**Supplied data:**
[Begin]

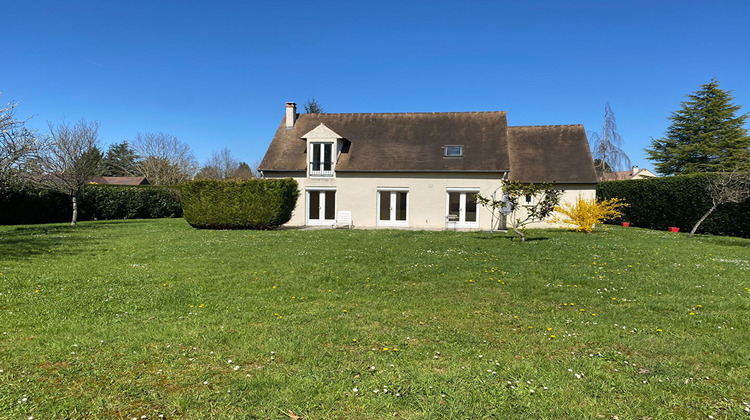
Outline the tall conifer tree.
[646,79,750,175]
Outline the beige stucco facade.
[266,172,595,230]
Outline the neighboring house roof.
[259,111,596,183]
[604,166,656,181]
[89,176,149,185]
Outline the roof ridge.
[300,111,508,116]
[508,124,583,128]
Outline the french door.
[307,189,336,226]
[378,189,409,226]
[446,190,479,228]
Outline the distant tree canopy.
[133,133,198,185]
[101,141,139,176]
[195,147,255,179]
[646,79,750,175]
[305,98,325,114]
[0,94,47,189]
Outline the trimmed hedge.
[79,185,182,220]
[0,186,73,225]
[0,185,182,225]
[182,178,299,229]
[596,174,750,238]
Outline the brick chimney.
[286,102,297,128]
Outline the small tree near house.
[476,180,565,242]
[688,171,750,238]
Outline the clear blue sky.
[0,0,750,172]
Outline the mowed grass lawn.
[0,219,750,419]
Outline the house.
[259,102,596,230]
[89,176,149,185]
[604,166,656,181]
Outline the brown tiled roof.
[259,111,596,183]
[508,125,597,184]
[604,168,655,181]
[259,111,509,172]
[89,176,148,185]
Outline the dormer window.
[310,143,333,176]
[443,145,464,157]
[300,124,345,177]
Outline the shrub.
[0,185,73,225]
[596,174,750,238]
[182,179,299,229]
[79,185,182,220]
[552,194,627,233]
[0,185,182,225]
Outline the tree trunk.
[70,195,78,226]
[511,223,526,242]
[688,201,716,238]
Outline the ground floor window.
[307,189,336,225]
[445,189,479,228]
[377,189,409,226]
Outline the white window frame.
[305,187,339,226]
[443,144,464,158]
[445,188,480,229]
[307,141,336,178]
[375,187,409,227]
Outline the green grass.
[0,219,750,419]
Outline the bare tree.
[234,162,257,179]
[0,95,46,188]
[589,102,630,181]
[688,171,750,238]
[31,119,102,226]
[305,98,325,114]
[196,147,240,179]
[133,133,198,185]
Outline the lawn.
[0,219,750,419]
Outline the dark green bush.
[79,185,182,220]
[0,185,182,225]
[596,174,750,238]
[182,179,299,229]
[0,186,73,225]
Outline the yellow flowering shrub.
[553,194,628,233]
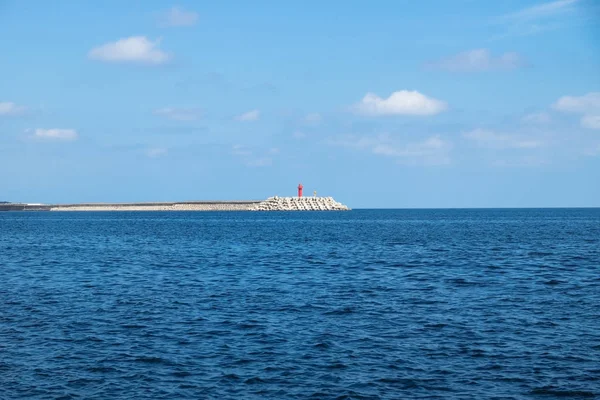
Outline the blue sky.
[0,0,600,208]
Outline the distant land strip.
[0,196,350,211]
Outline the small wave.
[544,279,565,286]
[324,307,354,315]
[244,376,266,385]
[531,386,596,398]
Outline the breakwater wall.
[250,196,350,211]
[0,196,349,211]
[50,201,260,211]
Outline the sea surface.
[0,209,600,399]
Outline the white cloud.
[521,112,552,125]
[154,107,203,121]
[581,115,600,129]
[33,128,78,141]
[504,0,579,21]
[0,102,27,116]
[246,157,273,167]
[492,155,548,168]
[552,92,600,129]
[495,0,580,39]
[304,113,323,124]
[327,134,452,165]
[292,131,306,139]
[428,49,524,72]
[353,90,448,116]
[583,143,600,157]
[88,36,170,65]
[146,147,168,158]
[231,144,252,156]
[231,144,279,167]
[235,110,260,121]
[161,7,198,26]
[552,92,600,114]
[463,129,545,149]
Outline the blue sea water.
[0,209,600,399]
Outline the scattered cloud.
[427,49,525,72]
[492,155,548,168]
[231,144,252,156]
[327,134,452,165]
[304,113,323,125]
[353,90,448,117]
[292,131,306,139]
[463,129,545,149]
[160,7,198,27]
[246,157,273,167]
[235,110,260,122]
[521,112,552,125]
[583,143,600,157]
[154,107,203,121]
[552,92,600,129]
[33,128,78,141]
[504,0,579,21]
[88,36,170,65]
[0,102,27,116]
[146,147,168,158]
[231,144,279,167]
[581,115,600,129]
[496,0,580,39]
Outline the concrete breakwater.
[0,196,349,211]
[50,201,260,211]
[250,196,349,211]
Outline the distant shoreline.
[0,200,260,211]
[0,196,349,212]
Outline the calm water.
[0,209,600,399]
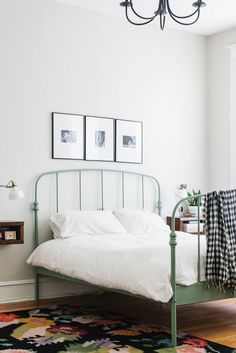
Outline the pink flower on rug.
[20,316,54,326]
[47,325,87,336]
[0,314,17,322]
[131,324,163,333]
[183,338,208,348]
[176,344,207,353]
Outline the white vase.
[188,206,203,218]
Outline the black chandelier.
[120,0,206,30]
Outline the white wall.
[0,0,207,300]
[208,28,236,190]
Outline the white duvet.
[27,232,206,302]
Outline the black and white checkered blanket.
[205,190,236,290]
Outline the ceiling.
[55,0,236,35]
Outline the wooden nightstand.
[166,217,205,234]
[0,221,24,245]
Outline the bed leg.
[171,299,177,348]
[34,271,39,301]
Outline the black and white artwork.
[52,113,84,159]
[116,119,143,163]
[86,116,114,161]
[95,130,106,148]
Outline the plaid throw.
[204,190,236,290]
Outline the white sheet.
[27,232,206,302]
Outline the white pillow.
[49,210,126,238]
[112,208,170,235]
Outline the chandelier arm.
[129,1,160,23]
[170,11,200,26]
[125,7,156,26]
[160,14,166,31]
[166,0,201,19]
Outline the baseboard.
[0,278,96,304]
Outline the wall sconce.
[0,180,24,200]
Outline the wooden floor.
[0,293,236,348]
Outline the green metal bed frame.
[33,169,233,347]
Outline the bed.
[28,169,232,347]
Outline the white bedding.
[27,232,206,302]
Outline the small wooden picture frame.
[4,230,16,240]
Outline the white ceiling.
[55,0,236,35]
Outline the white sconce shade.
[9,186,24,200]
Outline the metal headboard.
[33,169,162,247]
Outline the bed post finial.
[155,200,162,216]
[33,201,39,248]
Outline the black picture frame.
[52,112,85,160]
[85,115,115,162]
[115,119,143,164]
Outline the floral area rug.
[0,306,236,353]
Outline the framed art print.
[52,113,85,159]
[86,116,115,161]
[116,119,143,163]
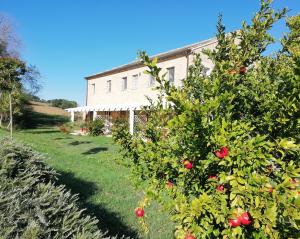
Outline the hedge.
[0,138,127,239]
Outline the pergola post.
[71,111,75,122]
[129,109,134,135]
[93,110,97,121]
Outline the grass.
[0,127,173,239]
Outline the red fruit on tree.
[239,212,252,225]
[228,69,237,75]
[184,234,197,239]
[228,217,241,227]
[167,181,174,188]
[215,147,229,159]
[183,160,193,169]
[216,185,224,192]
[239,66,247,75]
[134,207,145,217]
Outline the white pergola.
[66,104,149,134]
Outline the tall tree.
[0,57,27,137]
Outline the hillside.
[30,101,70,116]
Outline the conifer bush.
[113,0,300,239]
[0,139,125,239]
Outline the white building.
[67,38,217,133]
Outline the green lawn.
[0,127,173,239]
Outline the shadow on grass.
[19,110,69,129]
[53,137,73,140]
[69,140,91,146]
[58,171,139,239]
[25,129,60,134]
[82,147,108,155]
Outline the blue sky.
[0,0,300,105]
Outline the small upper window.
[132,75,139,90]
[91,83,96,94]
[167,67,175,85]
[106,80,111,93]
[122,77,127,90]
[148,75,155,87]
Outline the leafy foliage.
[113,0,300,239]
[47,99,78,109]
[0,139,127,239]
[88,119,104,136]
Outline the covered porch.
[66,104,147,134]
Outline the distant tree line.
[28,94,78,109]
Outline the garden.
[0,0,300,239]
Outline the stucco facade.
[86,39,216,106]
[67,38,217,133]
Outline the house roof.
[65,103,150,112]
[85,37,217,80]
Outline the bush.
[118,0,300,239]
[47,99,78,109]
[0,139,126,239]
[88,119,104,136]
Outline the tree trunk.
[9,93,13,139]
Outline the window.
[122,77,127,90]
[106,80,111,93]
[148,75,155,87]
[132,75,139,90]
[167,67,175,85]
[91,83,96,94]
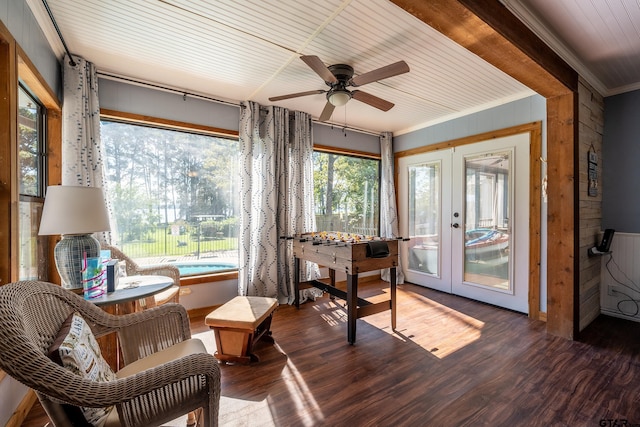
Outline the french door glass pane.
[464,152,511,290]
[408,162,441,275]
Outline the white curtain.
[62,55,115,243]
[380,132,404,284]
[238,101,318,304]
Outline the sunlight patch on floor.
[276,344,324,426]
[363,297,484,359]
[218,396,276,427]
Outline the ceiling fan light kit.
[269,55,409,122]
[327,90,351,107]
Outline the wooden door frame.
[391,0,580,339]
[394,121,546,320]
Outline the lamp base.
[54,234,100,289]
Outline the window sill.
[180,271,238,286]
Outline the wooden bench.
[204,296,278,364]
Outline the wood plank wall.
[578,78,604,331]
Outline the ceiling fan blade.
[269,89,325,101]
[300,55,338,83]
[318,101,336,122]
[351,90,395,111]
[351,61,409,86]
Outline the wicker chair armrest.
[118,304,191,365]
[38,353,220,411]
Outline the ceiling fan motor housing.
[325,64,353,87]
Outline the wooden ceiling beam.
[391,0,578,98]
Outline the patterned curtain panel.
[280,111,322,304]
[238,101,317,303]
[380,132,404,284]
[62,55,115,243]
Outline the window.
[101,119,240,276]
[18,84,47,280]
[18,85,45,197]
[313,151,380,236]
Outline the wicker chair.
[101,243,180,307]
[0,281,220,427]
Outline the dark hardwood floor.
[23,284,640,427]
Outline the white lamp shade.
[38,185,111,236]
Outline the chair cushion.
[116,338,207,378]
[102,338,207,427]
[49,313,117,426]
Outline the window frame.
[100,108,240,286]
[18,78,48,202]
[313,144,382,234]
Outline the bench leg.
[211,312,275,364]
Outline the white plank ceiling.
[27,0,640,134]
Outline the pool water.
[173,262,238,276]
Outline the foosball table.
[293,232,398,344]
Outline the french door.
[398,133,529,313]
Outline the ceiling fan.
[269,55,409,122]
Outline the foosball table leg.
[329,268,336,301]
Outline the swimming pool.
[171,261,238,277]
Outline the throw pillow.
[49,313,117,426]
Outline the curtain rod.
[42,0,76,67]
[98,70,241,107]
[97,70,380,136]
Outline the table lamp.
[38,185,110,289]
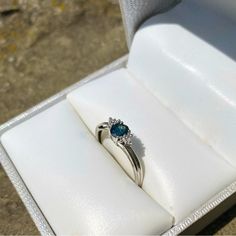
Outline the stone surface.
[111,123,129,137]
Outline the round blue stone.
[110,123,129,137]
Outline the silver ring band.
[96,118,143,187]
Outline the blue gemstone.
[111,123,129,137]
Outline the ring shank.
[96,122,143,187]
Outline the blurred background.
[0,0,236,235]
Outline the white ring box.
[0,0,236,235]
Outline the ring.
[95,118,143,187]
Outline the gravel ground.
[0,0,236,235]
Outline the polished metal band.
[96,118,143,187]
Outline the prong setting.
[108,117,133,146]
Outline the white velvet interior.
[1,101,173,235]
[67,69,236,222]
[128,1,236,166]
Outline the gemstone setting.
[111,123,129,137]
[108,118,133,145]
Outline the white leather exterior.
[128,1,236,169]
[1,101,173,235]
[67,69,236,222]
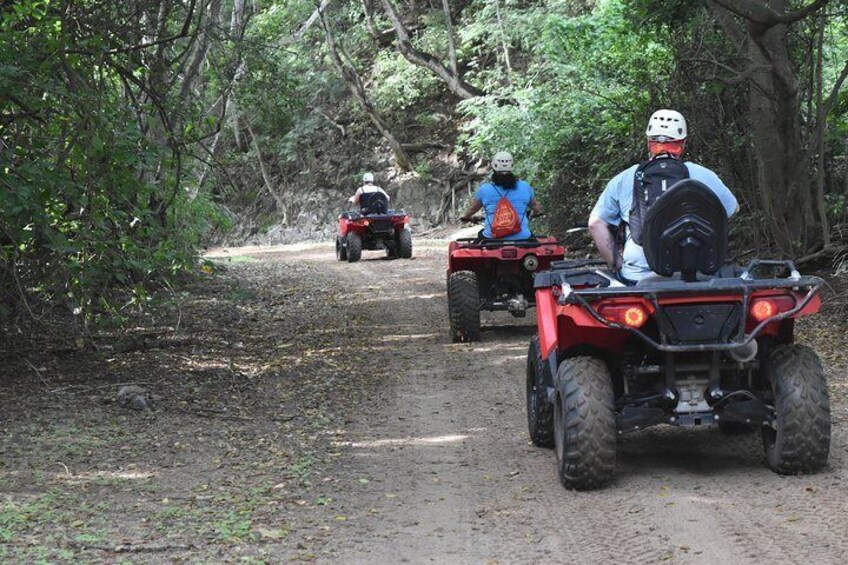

[End]

**Request:** Copy out every line of the items, unchanged, from the line containing "Outline the clear blue sky." down to the line containing "[300,124,345,177]", including both of those lines.

**Output of the task:**
Outline the clear blue sky.
[0,0,750,172]
Outline the mowed grass lawn.
[0,219,750,419]
Outline the house.
[259,102,596,230]
[89,176,149,185]
[604,166,656,181]
Outline the brown tiled roof.
[259,111,596,183]
[508,125,597,184]
[604,168,655,181]
[259,111,509,172]
[89,176,148,185]
Outline the dormer window.
[310,143,333,176]
[443,145,464,157]
[300,124,345,177]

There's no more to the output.